TEXT SECTION »
================

To be human is to be a miracle of evolution conscious of its own miraculousness — a consciousness beautiful and bittersweet, for we have paid for it with a parallel awareness not only of our fundamental improbability but of our staggering fragility, of how physiologically precarious our survival is and how psychologically vulnerable our sanity. To make that awareness bearable, we have evolved a singular faculty that might just be the crowning miracle of our consciousness: hope.-- Erich Fromm


Les Quatre Cents Coups (The 400 Blows, 1959)




"I demand that a film express either the joy of making cinema or the agony of making cinema. I am not at all interested in anything in between."--Francois Truffaut
The 400 Blows is the debut outing for  French director François Truffaut, who arrived in the filmmaking arena after taking a detour through film criticism. (During the years when he wrote for André Bazin's "Cahiers du Cinéma," Truffaut developed a reputation as being an acerbic, unforgiving critic.) Along with Godard, Rohmer, Malle, Vadim, and Chabrol (amongst others), Truffaut was one of the founding auteurs of the French "New Wave" cinema - a philosophy that sought to enliven the Gaelic motion picture industry by taking bold chances and telling personal stories. 
Les Quatre Cents Coups became one of the first and most influential of the French New Wave films (it was released around the same time as Godard's Breathless), and, as such, was at the vanguard of a movement that had a worldwide impact on movie-making for more than a decade.

================

SHORT EXERCISE 1 » Based on the text, why was Les Quatre Cents Coups at the vanguard of the French New Wave? Answer in one to three sentences.
SHORT EXERCISE 2 » List every director the text names alongside Truffaut as founding auteurs of the French New Wave.
SHORT EXERCISE 3 » Reproduce everything in the text from "Les Quatre Cents Coups became" down to "than a decade.".

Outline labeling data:

================

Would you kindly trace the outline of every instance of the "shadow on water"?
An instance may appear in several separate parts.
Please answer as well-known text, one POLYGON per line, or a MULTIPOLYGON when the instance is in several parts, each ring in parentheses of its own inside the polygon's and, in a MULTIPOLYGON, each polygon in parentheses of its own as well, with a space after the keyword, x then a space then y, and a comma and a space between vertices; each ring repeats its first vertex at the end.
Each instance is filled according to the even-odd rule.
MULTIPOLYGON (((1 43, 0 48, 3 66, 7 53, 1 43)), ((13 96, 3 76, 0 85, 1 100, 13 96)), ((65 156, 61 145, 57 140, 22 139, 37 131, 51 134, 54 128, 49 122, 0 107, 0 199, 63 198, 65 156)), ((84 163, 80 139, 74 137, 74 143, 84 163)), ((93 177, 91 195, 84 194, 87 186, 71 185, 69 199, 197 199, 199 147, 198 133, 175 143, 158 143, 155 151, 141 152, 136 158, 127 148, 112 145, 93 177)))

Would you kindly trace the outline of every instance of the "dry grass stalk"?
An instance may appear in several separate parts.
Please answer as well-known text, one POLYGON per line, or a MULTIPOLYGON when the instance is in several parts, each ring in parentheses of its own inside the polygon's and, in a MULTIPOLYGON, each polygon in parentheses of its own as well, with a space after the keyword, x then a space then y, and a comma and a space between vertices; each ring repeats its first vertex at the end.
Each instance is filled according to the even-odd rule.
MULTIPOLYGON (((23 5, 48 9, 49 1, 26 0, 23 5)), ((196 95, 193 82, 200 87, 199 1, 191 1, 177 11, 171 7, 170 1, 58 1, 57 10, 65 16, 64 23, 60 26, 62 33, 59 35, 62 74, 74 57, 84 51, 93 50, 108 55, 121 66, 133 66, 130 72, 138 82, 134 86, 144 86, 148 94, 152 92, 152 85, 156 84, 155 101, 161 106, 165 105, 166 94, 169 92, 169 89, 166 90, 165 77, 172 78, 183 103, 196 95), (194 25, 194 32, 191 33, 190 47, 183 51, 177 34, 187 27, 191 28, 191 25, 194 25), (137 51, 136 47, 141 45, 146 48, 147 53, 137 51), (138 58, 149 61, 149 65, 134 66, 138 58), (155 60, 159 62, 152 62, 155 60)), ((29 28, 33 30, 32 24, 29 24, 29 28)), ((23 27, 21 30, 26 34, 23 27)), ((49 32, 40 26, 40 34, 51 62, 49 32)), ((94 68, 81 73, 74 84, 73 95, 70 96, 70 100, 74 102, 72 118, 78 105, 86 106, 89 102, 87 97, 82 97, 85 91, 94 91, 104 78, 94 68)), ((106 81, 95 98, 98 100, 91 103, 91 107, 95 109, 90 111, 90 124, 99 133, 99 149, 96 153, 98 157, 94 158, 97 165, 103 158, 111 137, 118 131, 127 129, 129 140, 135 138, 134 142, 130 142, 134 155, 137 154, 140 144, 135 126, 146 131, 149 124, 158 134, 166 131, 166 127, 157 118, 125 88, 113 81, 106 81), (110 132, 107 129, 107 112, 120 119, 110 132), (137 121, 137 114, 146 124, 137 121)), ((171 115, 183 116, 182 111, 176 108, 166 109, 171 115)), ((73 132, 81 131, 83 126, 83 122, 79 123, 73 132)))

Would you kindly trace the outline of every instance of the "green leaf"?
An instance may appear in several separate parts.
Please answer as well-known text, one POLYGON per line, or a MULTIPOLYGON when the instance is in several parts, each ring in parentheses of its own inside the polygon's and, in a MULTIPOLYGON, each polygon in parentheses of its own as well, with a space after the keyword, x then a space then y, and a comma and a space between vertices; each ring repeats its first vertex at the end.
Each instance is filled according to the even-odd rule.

================

COMPLETE ANSWER 1 » Les Quatre Cents Coups was at the vanguard of the movement because it became one of the first and most influential French New Wave films.

COMPLETE ANSWER 2 » Godard, Rohmer, Malle, Vadim, Chabrol

COMPLETE ANSWER 3 »
Les Quatre Cents Coups became one of the first and most influential of the French New Wave films (it was released around the same time as Godard's Breathless), and, as such, was at the vanguard of a movement that had a worldwide impact on movie-making for more than a decade.